• [DESCRIPTION OF THE TASK]: The answer must consist of each line below that contains the string "every".

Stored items
-- Opening Marker --
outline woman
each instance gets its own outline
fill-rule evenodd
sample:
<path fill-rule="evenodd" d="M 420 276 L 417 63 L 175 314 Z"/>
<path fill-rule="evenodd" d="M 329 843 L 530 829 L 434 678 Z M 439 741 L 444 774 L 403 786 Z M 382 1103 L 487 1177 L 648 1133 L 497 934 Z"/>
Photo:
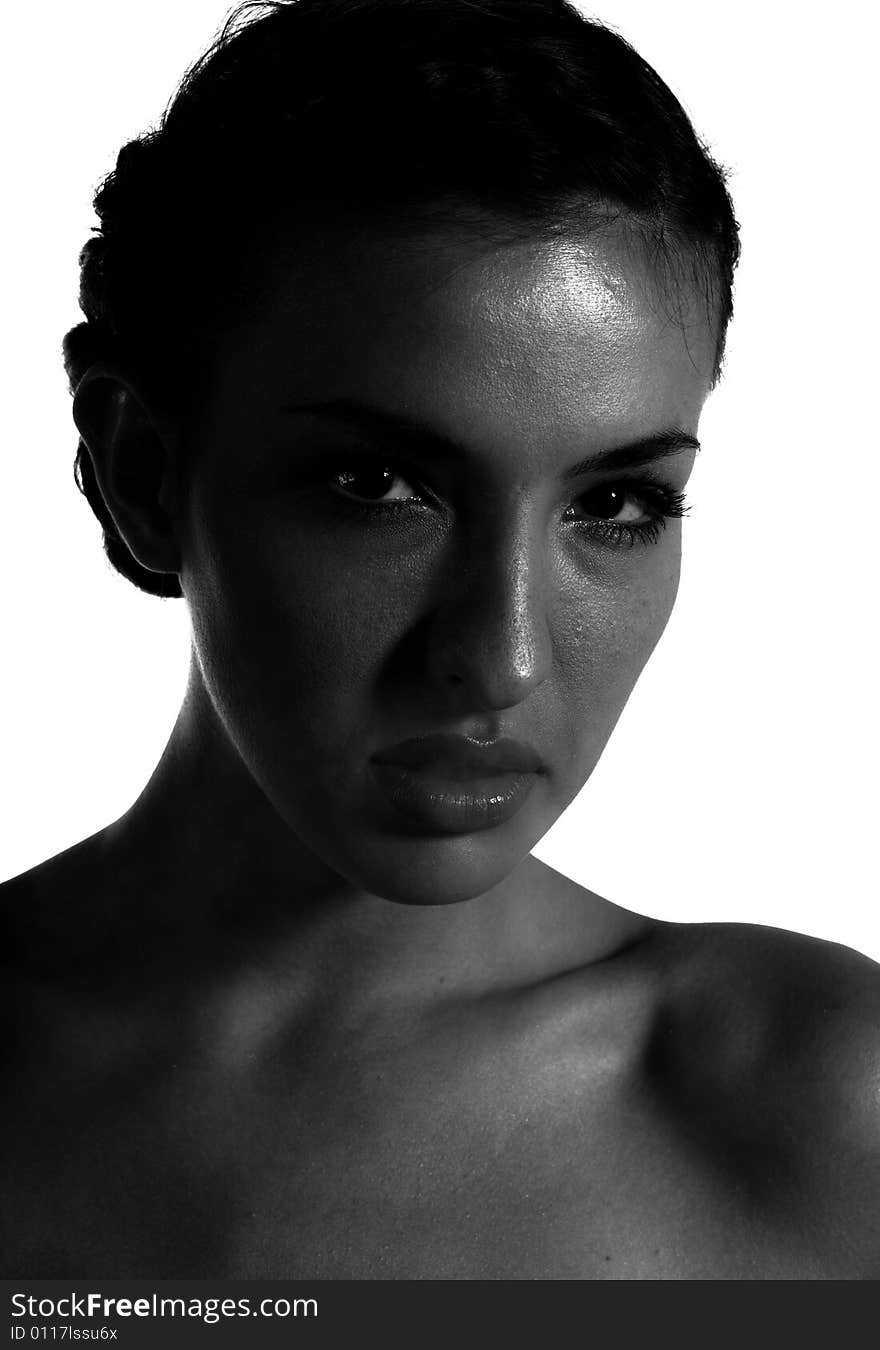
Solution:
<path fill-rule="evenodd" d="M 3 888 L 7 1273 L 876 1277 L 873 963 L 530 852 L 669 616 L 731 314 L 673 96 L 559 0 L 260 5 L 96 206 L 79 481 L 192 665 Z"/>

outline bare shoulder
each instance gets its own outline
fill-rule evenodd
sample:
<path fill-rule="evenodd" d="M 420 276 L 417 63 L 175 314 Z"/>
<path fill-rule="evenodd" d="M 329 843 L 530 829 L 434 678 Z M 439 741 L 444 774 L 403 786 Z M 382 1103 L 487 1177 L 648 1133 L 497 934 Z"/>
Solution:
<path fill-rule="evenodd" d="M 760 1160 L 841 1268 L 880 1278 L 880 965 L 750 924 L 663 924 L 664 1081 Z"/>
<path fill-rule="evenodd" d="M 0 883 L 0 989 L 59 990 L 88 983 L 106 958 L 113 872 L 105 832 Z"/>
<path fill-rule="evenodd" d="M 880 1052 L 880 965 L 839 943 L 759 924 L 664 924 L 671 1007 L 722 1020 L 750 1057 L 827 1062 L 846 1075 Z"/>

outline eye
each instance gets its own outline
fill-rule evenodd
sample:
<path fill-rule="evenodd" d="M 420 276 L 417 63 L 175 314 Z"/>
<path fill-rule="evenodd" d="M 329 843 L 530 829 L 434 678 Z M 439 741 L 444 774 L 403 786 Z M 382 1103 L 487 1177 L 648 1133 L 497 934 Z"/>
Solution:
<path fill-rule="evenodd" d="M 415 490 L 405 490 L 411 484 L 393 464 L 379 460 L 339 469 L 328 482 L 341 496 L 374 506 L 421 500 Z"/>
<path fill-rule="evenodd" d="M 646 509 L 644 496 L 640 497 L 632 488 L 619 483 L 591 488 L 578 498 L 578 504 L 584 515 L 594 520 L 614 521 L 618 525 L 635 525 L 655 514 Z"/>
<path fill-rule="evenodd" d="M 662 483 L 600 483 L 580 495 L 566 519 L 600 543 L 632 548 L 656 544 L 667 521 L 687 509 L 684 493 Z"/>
-- Closing Marker --
-- Opening Marker --
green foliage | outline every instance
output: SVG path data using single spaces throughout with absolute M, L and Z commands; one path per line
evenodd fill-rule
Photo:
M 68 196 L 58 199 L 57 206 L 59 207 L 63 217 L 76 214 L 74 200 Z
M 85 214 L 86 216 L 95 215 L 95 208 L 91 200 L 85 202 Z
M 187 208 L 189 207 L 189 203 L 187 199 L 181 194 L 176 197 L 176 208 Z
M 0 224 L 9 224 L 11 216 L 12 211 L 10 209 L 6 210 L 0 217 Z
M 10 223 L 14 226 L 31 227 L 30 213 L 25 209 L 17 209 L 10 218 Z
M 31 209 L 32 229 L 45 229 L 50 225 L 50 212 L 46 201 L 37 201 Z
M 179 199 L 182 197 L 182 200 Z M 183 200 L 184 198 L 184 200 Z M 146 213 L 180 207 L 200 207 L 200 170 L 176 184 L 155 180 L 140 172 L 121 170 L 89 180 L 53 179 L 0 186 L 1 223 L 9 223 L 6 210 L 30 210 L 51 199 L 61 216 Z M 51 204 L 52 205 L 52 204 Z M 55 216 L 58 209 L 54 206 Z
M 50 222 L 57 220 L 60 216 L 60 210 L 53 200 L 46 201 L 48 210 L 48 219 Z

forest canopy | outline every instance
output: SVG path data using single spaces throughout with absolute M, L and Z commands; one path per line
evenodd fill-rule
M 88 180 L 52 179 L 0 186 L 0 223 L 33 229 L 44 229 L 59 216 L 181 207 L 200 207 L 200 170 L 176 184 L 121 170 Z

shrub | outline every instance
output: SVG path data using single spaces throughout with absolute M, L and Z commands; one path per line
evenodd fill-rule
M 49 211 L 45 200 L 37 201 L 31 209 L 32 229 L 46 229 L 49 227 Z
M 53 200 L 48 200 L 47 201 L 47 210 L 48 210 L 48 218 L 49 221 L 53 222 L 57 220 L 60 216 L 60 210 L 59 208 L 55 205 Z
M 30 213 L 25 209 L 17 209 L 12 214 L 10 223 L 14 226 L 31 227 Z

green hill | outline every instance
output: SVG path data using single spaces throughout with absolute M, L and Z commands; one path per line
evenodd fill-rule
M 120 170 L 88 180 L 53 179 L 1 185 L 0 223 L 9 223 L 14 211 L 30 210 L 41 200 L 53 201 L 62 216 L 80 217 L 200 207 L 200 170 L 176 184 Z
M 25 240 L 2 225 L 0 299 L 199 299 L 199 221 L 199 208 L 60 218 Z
-- Closing Marker --
-- Opening Marker --
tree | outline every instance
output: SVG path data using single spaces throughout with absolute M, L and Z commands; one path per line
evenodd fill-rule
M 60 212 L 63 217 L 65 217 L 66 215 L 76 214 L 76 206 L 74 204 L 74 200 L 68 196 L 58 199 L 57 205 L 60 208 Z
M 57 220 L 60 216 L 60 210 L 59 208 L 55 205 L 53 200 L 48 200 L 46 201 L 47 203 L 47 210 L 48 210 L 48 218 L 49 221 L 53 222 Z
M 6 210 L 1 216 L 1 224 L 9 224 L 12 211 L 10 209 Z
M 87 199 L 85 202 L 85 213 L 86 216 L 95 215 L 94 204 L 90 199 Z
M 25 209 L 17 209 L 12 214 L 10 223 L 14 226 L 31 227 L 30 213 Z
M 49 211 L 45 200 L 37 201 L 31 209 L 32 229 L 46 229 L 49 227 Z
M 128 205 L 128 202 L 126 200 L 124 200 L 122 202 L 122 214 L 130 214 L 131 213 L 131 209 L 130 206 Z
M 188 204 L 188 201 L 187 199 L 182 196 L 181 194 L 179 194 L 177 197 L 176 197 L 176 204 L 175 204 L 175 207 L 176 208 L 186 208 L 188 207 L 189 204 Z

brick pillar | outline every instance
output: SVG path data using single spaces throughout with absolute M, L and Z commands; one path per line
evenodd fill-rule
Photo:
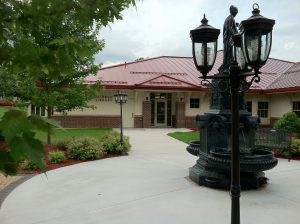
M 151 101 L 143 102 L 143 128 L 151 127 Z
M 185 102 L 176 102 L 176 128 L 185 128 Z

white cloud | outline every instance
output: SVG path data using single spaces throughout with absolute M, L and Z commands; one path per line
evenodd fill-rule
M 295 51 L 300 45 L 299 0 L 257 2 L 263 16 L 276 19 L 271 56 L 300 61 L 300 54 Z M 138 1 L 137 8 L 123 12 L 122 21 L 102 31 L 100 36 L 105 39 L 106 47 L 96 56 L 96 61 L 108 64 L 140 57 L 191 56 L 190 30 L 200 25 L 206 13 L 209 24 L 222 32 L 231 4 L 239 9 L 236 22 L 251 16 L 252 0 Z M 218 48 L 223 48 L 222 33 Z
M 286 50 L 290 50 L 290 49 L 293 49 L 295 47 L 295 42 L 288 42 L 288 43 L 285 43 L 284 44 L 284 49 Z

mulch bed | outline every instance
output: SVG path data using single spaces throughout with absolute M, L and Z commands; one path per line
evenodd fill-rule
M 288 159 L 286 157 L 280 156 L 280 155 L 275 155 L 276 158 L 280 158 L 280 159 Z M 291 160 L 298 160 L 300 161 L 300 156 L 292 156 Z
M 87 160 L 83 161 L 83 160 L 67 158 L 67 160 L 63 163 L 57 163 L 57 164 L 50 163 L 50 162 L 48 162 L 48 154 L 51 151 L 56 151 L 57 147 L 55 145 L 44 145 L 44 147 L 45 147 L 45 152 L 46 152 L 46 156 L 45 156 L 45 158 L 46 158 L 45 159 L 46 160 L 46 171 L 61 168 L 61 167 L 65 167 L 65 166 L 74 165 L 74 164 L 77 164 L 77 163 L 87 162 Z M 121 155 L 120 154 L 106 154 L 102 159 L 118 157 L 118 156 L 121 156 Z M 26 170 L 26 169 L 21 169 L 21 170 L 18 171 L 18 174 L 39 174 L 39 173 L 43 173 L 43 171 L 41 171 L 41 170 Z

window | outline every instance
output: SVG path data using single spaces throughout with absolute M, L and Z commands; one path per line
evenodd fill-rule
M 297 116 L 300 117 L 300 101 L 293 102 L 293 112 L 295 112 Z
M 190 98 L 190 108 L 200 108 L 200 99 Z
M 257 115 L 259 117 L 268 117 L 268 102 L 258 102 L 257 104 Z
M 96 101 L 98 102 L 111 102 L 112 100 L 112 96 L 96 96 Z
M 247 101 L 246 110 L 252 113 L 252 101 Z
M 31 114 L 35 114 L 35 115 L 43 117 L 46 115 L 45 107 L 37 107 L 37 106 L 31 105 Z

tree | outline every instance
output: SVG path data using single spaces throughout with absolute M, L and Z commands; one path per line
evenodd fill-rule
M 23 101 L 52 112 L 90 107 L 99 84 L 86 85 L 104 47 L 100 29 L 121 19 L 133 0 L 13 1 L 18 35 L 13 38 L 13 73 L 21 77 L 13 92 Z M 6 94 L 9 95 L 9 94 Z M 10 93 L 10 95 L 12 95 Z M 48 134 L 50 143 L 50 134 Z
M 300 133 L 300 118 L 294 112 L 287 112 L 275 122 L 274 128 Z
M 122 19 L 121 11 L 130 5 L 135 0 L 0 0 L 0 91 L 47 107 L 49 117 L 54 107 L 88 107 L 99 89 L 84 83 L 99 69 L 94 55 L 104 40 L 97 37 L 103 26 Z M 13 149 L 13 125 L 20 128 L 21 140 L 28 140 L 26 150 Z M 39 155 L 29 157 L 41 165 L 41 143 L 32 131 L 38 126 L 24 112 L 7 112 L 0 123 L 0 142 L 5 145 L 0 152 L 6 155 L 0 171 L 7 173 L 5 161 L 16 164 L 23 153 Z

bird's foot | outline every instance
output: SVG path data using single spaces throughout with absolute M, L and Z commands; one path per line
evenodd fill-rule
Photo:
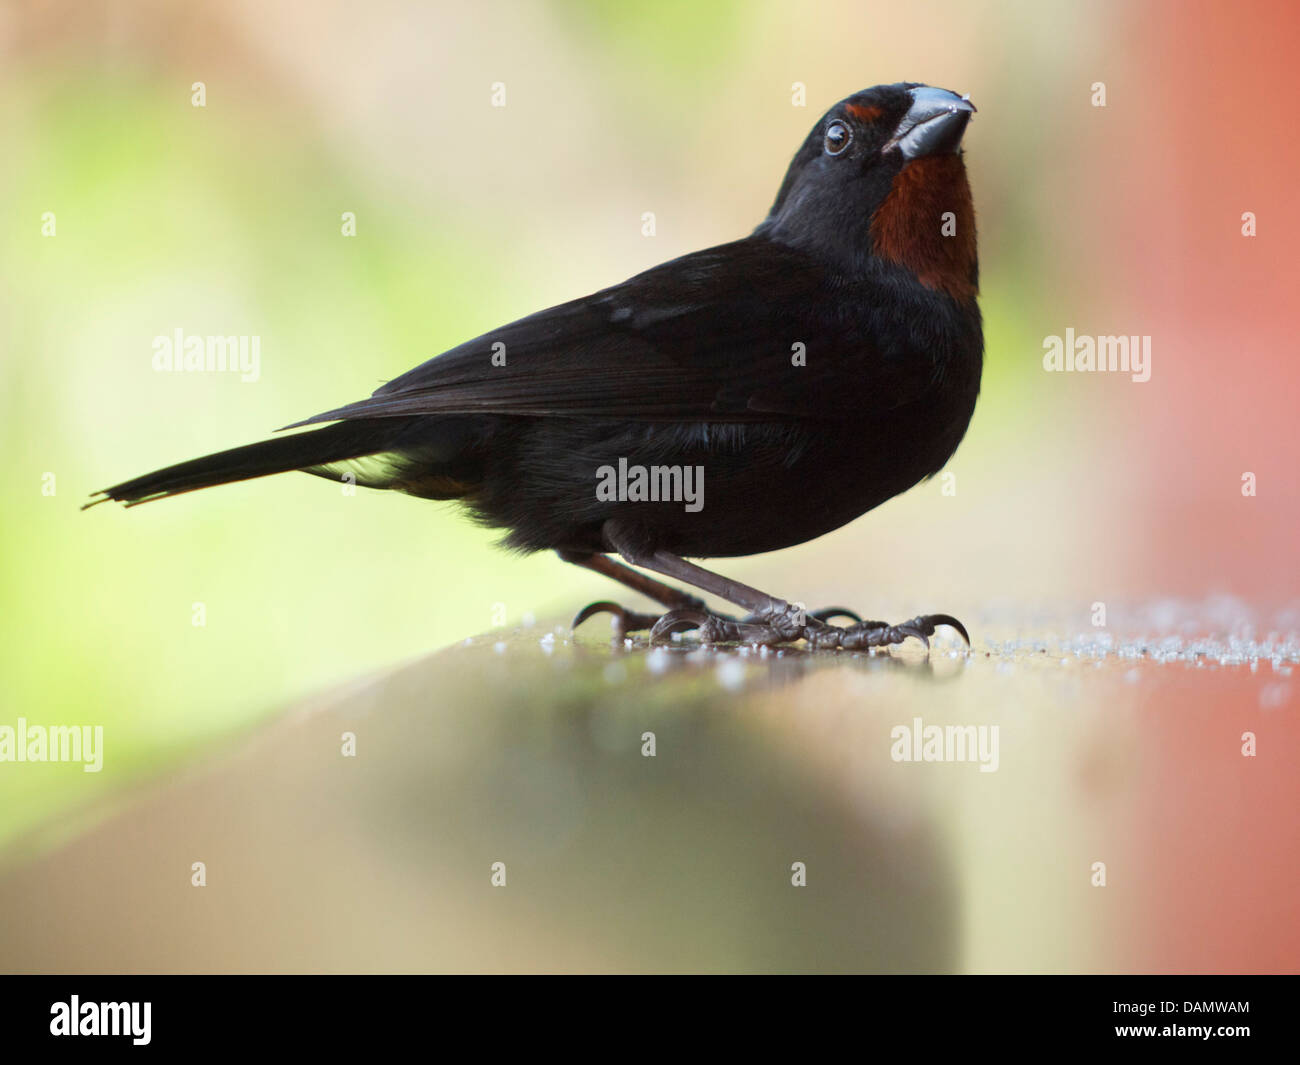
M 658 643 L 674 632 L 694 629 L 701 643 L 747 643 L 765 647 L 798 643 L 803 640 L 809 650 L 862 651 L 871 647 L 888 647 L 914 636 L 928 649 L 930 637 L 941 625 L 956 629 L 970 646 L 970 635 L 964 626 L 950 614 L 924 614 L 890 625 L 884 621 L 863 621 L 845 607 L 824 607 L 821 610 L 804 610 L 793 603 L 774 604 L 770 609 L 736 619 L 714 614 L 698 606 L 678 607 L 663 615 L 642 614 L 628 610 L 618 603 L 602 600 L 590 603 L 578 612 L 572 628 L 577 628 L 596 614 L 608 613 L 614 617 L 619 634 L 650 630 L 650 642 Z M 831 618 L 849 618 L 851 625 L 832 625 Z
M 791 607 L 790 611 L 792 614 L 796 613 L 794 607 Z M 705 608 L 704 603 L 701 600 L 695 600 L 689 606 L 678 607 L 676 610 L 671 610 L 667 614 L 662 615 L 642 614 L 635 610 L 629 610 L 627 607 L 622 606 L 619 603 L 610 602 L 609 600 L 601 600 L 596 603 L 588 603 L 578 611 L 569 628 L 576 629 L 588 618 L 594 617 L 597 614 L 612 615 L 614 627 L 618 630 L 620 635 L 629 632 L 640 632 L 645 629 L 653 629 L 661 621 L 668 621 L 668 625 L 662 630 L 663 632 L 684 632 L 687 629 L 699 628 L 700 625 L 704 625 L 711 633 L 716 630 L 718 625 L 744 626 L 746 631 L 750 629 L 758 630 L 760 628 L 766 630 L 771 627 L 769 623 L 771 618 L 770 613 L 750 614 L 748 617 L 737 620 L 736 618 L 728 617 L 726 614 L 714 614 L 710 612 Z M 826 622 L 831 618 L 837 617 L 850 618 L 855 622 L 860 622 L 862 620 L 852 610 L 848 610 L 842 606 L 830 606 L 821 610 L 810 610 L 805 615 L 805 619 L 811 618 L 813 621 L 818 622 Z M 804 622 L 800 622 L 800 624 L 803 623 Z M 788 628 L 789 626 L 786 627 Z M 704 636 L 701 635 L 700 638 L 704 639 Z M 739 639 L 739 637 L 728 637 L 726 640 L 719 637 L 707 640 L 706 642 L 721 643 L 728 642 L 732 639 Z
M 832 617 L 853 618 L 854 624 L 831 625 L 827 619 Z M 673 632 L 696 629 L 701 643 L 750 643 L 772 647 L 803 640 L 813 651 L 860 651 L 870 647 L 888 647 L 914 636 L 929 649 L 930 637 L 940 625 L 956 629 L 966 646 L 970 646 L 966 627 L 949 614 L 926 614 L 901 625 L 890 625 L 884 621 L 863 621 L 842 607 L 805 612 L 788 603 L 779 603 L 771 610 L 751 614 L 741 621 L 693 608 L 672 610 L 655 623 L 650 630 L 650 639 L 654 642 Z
-- Closing Marker --
• [RESPONSE TO THIS EXERCISE]:
green foliage | outline every instance
forest canopy | outline every instance
shrub | outline every instance
green hill | outline every instance
tree | outline every instance
brick pillar | outline every instance
white cloud | outline every instance
mulch bed | outline every instance
window | outline every instance
tree | outline every instance
bird's foot | outline every instance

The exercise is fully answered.